Provided passage:
■ ■ ■ ■ ■ ■ ■

Right now it seems like the road to nowhere: four lanes and 14 miles through the scenic Virginia forests, farms and streams west of Dulles International Airport. It's a highway from which you can spot wild turkeys munching on acorns and deer drinking at a creek.

But the Dulles Greenway, a privately operated toll road that opens at noon Saturday, is intended to become the main street of a new town center in Loudoun County, a suburban downtown of office buildings, industrial parks, residential communities, shopping centers and possibly even a Major League Baseball stadium.

All this is years away, but the toll road is the igniting spark. In linking Dulles with Loudoun's historical center of Leesburg, the highway will push the growth of the Washington area farther west into the Virginia countryside and bring Loudoun into the metropolitan area as never before.

At the same time, where there's growth, there's more traffic. Some of the traffic will spill onto already clogged roads in Fairfax, Prince William and other counties in the region, and that will increase pressure on officials there to widen highways and extend mass transit with limited money.

■ ■ ■ ■ ■ ■ ■

Material supplied:
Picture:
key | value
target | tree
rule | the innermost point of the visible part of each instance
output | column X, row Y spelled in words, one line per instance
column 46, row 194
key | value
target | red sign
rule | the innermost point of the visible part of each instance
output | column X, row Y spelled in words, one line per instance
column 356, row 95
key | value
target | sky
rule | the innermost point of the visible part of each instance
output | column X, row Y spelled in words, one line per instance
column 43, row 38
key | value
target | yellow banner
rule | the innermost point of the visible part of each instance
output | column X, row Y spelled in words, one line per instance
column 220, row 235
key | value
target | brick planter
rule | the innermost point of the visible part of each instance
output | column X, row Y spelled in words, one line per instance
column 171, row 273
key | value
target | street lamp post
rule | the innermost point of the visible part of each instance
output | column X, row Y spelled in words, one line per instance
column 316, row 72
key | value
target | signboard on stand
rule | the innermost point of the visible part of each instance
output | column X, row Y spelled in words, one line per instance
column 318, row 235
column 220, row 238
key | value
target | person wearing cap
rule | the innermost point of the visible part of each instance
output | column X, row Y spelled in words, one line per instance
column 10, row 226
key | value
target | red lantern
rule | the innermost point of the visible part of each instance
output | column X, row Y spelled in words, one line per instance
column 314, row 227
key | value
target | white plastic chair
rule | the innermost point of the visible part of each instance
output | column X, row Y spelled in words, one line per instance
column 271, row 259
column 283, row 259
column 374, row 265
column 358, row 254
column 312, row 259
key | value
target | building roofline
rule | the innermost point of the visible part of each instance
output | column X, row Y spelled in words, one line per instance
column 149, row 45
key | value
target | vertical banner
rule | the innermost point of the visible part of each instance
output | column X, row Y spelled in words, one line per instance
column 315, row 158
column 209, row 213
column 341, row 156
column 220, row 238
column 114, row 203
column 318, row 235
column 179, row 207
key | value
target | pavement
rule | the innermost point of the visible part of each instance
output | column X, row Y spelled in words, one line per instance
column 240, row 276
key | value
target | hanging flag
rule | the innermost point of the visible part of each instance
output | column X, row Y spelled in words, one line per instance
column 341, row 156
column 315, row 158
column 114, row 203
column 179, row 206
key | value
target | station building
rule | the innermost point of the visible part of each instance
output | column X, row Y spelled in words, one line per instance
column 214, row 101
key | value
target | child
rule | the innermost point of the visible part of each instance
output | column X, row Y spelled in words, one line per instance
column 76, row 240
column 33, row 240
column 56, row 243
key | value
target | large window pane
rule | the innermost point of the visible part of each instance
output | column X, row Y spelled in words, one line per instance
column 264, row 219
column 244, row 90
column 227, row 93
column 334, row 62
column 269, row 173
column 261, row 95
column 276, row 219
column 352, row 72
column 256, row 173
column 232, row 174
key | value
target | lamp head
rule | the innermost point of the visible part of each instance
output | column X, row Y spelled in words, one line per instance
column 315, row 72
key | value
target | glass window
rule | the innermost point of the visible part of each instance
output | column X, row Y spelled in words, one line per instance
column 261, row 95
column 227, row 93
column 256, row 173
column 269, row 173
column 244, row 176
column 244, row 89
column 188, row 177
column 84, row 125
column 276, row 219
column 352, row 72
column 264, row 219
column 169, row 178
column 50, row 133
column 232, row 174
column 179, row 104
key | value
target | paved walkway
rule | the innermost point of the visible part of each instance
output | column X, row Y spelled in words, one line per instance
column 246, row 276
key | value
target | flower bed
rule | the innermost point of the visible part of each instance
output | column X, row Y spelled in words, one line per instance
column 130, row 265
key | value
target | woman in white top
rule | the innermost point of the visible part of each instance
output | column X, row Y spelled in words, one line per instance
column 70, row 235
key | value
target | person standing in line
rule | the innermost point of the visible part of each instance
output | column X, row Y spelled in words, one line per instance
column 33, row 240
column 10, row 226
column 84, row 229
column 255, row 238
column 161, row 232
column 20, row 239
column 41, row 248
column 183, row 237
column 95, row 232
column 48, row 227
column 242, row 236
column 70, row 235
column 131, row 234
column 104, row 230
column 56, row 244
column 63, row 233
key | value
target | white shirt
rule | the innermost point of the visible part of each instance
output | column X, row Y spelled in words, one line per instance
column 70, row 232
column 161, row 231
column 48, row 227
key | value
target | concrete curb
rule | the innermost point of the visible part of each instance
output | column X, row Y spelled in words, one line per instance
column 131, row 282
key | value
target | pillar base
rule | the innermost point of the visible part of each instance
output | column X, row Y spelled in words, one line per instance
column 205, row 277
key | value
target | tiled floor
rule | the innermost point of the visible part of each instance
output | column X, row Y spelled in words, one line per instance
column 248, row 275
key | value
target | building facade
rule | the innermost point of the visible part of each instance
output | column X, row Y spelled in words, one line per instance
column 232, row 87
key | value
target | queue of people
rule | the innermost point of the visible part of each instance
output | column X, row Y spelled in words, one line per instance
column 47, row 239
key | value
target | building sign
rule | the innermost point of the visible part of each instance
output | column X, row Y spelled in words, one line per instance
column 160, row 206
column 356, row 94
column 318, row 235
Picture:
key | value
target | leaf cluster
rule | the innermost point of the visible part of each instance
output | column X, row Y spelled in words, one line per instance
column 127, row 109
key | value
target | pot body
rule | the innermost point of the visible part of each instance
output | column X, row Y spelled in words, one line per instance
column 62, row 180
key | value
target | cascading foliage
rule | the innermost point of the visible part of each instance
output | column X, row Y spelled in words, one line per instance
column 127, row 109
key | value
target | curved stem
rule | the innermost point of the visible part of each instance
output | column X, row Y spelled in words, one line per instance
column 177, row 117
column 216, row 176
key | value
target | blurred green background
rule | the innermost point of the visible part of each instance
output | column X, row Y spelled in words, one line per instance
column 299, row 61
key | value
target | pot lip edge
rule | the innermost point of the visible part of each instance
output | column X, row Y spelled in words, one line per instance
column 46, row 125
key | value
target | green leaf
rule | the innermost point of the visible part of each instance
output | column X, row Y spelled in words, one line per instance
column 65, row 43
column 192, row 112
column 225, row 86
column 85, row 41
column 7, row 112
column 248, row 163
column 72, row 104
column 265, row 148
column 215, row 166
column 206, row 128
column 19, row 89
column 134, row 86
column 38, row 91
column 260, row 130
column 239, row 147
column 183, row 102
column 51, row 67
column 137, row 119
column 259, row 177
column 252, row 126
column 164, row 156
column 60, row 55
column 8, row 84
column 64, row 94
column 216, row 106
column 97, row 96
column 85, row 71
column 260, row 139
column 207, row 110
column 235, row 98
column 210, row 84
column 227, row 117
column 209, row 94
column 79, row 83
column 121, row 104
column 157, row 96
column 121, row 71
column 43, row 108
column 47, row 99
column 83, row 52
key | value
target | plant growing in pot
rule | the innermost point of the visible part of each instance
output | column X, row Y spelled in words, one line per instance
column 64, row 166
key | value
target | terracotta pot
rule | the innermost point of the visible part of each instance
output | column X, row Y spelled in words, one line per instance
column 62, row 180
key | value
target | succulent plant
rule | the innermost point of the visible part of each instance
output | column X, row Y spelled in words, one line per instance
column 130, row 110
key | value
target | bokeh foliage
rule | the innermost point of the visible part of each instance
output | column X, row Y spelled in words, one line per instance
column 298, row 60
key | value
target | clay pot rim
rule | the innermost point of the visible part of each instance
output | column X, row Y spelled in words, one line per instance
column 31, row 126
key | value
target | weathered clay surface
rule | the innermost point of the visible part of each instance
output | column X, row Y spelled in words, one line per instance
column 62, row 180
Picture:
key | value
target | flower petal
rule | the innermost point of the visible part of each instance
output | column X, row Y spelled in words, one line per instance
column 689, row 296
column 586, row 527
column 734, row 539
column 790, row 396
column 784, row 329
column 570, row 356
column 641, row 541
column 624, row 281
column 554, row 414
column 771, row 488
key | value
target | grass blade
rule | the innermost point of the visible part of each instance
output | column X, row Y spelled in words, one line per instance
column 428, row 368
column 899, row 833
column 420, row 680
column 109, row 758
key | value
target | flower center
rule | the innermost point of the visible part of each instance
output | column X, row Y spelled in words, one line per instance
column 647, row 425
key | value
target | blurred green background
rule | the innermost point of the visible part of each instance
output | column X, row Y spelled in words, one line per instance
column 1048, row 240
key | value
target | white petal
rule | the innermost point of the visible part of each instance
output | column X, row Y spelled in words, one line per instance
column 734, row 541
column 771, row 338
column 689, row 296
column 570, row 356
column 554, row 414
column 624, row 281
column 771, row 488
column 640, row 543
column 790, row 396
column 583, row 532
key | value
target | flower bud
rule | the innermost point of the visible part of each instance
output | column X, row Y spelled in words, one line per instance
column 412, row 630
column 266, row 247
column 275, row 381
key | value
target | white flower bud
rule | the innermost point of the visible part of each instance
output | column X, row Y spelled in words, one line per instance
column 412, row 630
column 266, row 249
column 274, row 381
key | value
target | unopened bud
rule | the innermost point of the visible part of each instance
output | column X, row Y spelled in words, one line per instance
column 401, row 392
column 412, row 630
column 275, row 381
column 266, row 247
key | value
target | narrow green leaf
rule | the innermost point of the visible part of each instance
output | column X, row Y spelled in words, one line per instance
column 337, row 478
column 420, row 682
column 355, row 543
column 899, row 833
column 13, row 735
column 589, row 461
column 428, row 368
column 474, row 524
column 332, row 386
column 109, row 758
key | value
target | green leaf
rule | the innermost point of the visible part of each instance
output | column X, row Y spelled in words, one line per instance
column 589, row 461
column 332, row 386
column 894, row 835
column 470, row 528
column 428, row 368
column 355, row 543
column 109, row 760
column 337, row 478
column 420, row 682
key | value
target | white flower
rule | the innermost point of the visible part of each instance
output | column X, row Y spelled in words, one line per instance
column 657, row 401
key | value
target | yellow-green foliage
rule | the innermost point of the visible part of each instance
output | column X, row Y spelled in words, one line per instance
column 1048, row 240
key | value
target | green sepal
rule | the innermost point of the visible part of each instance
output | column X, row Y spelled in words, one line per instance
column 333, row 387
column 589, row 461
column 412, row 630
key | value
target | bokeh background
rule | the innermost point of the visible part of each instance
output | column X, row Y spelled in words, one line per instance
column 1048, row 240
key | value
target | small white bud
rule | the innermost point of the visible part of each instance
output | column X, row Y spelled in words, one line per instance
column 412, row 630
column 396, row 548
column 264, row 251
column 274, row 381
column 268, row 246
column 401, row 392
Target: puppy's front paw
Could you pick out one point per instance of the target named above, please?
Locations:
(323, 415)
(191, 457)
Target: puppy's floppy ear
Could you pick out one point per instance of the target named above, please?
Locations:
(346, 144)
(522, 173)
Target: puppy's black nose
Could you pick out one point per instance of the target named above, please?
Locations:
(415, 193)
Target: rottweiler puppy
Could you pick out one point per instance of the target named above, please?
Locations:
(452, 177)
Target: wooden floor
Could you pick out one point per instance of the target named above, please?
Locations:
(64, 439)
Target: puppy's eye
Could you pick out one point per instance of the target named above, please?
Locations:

■ ■ ■ ■ ■ ■ ■

Required task 1: From the Dulles Greenway article, list everything it says the new Loudoun County town center is meant to contain.
Required task 2: Repeat the part of the Dulles Greenway article starting at "At the same" and ending at "with limited money.".

Complete answer 1:
- office buildings
- industrial parks
- residential communities
- shopping centers
- possibly a Major League Baseball stadium

Complete answer 2:
At the same time, where there's growth, there's more traffic. Some of the traffic will spill onto already clogged roads in Fairfax, Prince William and other counties in the region, and that will increase pressure on officials there to widen highways and extend mass transit with limited money.